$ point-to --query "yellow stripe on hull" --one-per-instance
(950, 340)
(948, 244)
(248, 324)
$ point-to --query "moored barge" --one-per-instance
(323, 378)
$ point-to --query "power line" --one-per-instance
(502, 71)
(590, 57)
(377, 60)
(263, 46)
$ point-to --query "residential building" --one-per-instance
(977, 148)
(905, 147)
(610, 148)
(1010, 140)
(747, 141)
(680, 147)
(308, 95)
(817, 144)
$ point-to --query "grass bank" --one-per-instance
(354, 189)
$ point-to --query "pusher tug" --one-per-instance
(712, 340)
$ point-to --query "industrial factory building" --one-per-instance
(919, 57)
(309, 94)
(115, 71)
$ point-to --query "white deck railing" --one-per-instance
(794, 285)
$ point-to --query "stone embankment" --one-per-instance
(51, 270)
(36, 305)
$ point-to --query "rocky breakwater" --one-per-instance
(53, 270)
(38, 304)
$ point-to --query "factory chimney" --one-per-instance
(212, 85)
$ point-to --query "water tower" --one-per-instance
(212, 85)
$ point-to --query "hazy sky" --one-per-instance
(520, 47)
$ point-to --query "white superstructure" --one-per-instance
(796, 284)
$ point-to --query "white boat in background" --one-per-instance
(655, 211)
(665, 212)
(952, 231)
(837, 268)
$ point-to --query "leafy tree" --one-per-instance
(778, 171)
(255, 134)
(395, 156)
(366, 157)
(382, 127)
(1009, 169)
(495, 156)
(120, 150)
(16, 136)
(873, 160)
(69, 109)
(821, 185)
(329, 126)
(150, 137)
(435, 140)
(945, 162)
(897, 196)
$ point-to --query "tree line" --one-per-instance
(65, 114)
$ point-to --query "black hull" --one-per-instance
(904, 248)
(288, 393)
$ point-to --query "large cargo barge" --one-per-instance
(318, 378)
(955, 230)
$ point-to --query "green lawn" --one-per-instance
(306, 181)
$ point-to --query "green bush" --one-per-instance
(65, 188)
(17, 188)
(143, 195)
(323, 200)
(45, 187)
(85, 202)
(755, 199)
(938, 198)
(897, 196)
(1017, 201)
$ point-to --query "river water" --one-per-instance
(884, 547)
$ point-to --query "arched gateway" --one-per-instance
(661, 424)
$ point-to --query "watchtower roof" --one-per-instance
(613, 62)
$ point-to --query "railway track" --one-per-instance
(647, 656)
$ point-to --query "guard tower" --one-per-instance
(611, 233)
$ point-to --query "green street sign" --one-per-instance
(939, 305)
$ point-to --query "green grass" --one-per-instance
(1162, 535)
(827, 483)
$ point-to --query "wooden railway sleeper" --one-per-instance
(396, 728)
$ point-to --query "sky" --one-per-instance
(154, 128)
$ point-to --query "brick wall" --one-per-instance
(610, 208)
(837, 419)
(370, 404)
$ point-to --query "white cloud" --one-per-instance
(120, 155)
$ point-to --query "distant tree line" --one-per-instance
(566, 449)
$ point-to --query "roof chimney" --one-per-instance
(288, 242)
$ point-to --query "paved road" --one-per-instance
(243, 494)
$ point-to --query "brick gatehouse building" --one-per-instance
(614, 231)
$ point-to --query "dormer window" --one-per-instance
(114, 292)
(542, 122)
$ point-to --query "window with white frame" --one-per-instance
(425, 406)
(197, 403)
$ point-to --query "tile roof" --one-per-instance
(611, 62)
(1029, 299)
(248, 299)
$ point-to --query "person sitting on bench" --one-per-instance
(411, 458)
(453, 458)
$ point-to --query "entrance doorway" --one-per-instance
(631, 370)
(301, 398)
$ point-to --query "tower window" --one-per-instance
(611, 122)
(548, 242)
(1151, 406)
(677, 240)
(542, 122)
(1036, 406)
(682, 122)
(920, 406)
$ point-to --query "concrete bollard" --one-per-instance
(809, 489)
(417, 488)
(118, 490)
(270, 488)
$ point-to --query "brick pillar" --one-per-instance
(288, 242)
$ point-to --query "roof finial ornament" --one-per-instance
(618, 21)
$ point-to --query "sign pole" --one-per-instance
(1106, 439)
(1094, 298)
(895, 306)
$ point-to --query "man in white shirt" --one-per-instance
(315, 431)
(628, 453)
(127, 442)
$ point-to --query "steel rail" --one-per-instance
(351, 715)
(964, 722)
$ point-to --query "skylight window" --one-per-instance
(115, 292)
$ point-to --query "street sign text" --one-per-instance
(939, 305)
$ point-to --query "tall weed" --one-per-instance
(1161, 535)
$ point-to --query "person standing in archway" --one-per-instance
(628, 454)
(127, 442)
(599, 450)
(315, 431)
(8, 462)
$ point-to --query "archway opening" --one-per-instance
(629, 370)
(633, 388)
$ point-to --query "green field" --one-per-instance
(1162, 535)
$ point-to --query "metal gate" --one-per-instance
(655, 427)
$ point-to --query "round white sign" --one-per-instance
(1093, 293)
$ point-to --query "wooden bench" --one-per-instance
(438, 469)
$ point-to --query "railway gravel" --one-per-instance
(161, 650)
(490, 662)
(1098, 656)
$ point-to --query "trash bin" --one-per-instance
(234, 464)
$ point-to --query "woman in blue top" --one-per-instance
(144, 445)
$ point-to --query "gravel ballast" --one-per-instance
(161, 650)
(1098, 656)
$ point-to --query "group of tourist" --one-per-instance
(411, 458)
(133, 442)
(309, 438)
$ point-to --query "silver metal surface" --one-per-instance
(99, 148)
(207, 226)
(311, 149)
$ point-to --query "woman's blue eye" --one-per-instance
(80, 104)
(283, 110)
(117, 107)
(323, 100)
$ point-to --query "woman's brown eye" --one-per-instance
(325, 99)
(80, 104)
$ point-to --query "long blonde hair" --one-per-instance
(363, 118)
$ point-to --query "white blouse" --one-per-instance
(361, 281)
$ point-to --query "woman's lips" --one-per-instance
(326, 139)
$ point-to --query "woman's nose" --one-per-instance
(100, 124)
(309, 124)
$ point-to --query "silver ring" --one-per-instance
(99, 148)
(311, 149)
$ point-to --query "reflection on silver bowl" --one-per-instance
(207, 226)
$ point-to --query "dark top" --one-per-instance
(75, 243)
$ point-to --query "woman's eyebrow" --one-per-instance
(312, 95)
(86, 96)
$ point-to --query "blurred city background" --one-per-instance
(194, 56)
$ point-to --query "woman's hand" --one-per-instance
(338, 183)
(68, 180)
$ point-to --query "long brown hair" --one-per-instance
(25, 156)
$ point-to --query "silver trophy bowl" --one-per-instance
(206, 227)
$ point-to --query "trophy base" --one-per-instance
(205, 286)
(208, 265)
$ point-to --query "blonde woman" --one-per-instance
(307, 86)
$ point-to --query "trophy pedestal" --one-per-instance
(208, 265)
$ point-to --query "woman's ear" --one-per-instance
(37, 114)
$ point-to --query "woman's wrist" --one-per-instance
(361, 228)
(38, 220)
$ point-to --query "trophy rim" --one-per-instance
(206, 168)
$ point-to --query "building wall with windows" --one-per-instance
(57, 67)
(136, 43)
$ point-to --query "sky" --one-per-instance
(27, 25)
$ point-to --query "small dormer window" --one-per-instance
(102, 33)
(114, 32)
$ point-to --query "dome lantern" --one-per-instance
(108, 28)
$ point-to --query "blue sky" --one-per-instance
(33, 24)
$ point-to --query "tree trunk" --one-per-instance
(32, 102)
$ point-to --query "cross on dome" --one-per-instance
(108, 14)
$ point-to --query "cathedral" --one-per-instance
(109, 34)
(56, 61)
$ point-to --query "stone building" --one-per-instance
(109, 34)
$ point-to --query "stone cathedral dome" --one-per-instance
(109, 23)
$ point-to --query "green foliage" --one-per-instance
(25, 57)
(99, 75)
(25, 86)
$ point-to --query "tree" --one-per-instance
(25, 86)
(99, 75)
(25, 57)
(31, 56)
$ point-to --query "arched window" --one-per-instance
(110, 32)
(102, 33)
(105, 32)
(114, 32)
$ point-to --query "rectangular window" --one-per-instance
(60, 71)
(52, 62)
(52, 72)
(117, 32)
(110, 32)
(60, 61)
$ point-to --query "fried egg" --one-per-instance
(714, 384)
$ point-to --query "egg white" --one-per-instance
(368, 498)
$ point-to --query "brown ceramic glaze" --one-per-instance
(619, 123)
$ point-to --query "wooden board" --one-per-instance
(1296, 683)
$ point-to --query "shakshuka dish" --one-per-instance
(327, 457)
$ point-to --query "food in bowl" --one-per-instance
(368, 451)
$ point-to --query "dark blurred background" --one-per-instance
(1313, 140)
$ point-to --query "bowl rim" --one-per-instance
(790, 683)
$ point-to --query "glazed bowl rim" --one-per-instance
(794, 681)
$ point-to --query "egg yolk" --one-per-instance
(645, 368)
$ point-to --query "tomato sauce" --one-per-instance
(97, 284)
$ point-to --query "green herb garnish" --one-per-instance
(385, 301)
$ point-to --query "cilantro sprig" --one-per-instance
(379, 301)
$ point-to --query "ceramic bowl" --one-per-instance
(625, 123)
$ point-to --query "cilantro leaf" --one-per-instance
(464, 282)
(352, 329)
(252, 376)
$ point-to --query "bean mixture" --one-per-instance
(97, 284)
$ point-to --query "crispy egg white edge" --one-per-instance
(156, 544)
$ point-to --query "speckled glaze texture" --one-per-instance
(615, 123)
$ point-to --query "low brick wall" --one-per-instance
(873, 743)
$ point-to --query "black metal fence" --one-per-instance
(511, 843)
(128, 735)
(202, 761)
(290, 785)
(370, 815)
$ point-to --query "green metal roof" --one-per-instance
....
Instructions for the task: Find every line in the items above that contains the word "silver", and copy each of those lines.

Response for this exercise:
$ point-to --query "silver metal surface" --one-per-instance
$ point-to --query "silver ring" --one-per-instance
$ point-to --query "reflection on silver bowl" --one-per-instance
$ point-to --query "silver trophy bowl" --one-per-instance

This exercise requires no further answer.